== Selected passage ==
________
Such volume of evidence has, according to Chief Crown Prosecutor Adrian Foster, knock-on effects on how these actors deal with evidence:

The average mobile phone is a 32-gigabyte device which, if it is well used, will probably have around 4 million pages of data on it. I think that the new Apple phone is around 256 gigabytes while the new Samsung is four times that. There is an ever-increasing amount of data on mobile phones, so an understanding of what can be achieved by a download from a phone is crucial. The Metropolitan Police recently had two cases, one of which was a rape case involving mobile phones and facebook. It took 630 hours of police time to look at the phones and facebook accounts of the three complainants under judicial order to make sure that everything had been checked. There was also a straightforward rape case involving a complainant who had met the defendant on Tinder. Both of them had a mobile phone and again it took 150 hours of officer time to go through them. (30 October 2018, 4)
________
Dataset excerpt:

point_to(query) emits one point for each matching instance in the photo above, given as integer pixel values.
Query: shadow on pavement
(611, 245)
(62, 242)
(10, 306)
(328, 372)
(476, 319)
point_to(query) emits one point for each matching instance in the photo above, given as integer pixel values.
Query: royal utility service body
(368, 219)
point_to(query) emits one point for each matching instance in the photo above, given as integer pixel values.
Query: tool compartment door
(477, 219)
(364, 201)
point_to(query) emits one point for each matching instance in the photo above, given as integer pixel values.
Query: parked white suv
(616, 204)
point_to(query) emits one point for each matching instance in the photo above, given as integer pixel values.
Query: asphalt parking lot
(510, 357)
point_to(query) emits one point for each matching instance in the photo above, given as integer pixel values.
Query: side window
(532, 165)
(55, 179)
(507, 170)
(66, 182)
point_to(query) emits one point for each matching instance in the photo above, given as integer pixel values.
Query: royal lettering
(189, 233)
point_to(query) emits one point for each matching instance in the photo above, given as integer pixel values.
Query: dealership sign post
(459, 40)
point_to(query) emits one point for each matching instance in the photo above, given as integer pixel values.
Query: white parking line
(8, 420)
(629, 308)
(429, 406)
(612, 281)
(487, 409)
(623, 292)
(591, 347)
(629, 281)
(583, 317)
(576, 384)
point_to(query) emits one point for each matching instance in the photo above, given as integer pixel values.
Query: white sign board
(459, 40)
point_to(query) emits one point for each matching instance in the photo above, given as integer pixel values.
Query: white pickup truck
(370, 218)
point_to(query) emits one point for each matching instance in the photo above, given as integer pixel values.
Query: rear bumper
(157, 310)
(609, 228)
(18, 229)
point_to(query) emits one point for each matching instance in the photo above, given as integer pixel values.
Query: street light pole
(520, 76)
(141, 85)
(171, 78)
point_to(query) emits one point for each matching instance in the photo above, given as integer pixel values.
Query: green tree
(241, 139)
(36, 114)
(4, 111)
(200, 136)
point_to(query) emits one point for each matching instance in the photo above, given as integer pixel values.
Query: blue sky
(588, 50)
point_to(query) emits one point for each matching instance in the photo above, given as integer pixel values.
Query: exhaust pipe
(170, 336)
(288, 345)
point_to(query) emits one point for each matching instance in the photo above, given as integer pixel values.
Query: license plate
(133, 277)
________
== Task requirements ==
1. Condense the paragraph of the mobile phone evidence passage that begins "The average mobile phone" into a short bulleted list that keeps its main facts.
2. Answer these questions from the mobile phone evidence passage, one line each:
(a) What title does the passage give Adrian Foster?
(b) Roughly how many pages of data does a well-used average mobile phone probably hold?
(c) How many hours of officer time did the Tinder case take?

== Exercise responses ==
1.
- A well-used 32-gigabyte phone, the average size, probably holds around 4 million pages of data.
- The new Apple phone is around 256 gigabytes, and the new Samsung is four times that.
- Because phones hold ever more data, understanding what a phone download can achieve is crucial.
- In one Metropolitan Police rape case, checking the phones and Facebook accounts of three complainants under judicial order took 630 hours of police time.
- In another rape case, where the complainant met the defendant on Tinder, going through both phones took 150 hours of officer time.

2.
(a) Chief Crown Prosecutor
(b) Around 4 million pages
(c) 150 hours